Starting with the line containing "Basketball game film review: mark the car roof" and going on through the line containing "Basketball game film review: mark the side window", return the lines of the data below exactly, and only those.

[Records supplied Boundary: Start]

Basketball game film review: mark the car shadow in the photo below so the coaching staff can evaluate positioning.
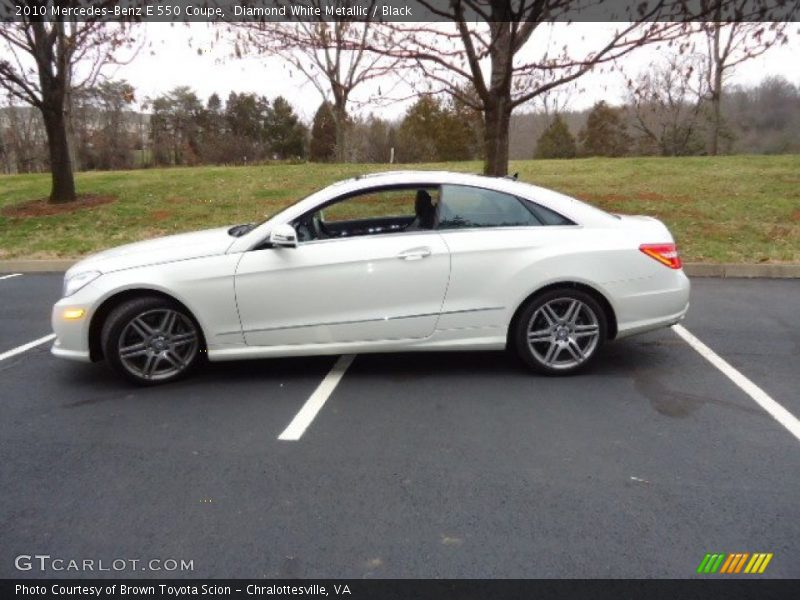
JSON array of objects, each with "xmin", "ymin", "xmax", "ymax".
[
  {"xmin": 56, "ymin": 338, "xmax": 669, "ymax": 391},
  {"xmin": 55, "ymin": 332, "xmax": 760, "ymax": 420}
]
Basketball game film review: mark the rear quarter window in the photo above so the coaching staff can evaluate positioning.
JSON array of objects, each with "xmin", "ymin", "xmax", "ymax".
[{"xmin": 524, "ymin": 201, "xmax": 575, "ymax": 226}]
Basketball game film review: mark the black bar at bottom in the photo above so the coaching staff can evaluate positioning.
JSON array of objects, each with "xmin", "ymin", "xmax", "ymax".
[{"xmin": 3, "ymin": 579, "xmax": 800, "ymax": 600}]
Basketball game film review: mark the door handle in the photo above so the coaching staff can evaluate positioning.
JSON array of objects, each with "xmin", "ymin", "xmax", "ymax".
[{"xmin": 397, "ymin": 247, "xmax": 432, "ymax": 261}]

[Records supplied Boundary: End]
[Records supplied Boundary: Start]

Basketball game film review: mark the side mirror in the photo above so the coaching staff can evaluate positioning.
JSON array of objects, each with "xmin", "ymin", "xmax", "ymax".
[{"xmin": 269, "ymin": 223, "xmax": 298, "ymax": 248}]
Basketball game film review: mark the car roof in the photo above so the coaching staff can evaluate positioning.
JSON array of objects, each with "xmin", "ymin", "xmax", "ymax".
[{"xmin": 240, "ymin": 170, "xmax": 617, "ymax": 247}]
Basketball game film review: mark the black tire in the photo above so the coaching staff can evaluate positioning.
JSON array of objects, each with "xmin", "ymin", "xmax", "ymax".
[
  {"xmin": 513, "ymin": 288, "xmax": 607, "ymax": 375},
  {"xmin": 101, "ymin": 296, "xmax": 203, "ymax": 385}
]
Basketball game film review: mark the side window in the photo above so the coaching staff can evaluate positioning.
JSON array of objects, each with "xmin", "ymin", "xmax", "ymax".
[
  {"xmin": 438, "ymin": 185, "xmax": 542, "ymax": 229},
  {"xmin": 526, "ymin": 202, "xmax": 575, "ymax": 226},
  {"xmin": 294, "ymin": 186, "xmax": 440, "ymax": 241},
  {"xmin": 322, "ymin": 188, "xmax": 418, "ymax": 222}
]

[Records supplied Boundary: End]
[Records supplied Boundary: Start]

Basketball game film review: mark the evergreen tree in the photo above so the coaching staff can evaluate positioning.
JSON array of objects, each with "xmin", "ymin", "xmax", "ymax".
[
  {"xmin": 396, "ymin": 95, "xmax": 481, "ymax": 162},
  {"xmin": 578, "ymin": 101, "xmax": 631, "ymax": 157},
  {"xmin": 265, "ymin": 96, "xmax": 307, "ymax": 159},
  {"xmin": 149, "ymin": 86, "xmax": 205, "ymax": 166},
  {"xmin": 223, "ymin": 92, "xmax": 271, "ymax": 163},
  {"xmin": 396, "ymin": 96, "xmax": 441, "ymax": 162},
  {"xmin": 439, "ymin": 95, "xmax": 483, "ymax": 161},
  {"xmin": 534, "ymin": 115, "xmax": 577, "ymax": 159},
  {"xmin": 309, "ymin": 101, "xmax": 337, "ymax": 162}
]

[Records supplied Boundary: End]

_Exercise answer:_
Basketball game film review: mark the car roof in the photo above so the coaching staff can evaluate positioning.
JSON array of objects, each with "xmin", "ymin", "xmax", "ymax".
[{"xmin": 240, "ymin": 170, "xmax": 617, "ymax": 247}]
Basketball game film review: mark the black tire in the photo above so the coaching staff can evaluate positioning.
JSON array of objects, each with "xmin", "ymin", "xmax", "ymax".
[
  {"xmin": 513, "ymin": 288, "xmax": 607, "ymax": 375},
  {"xmin": 101, "ymin": 296, "xmax": 203, "ymax": 385}
]
Basketball game film review: mark the side window in the photo above so the coaching staff can evaluate positioning.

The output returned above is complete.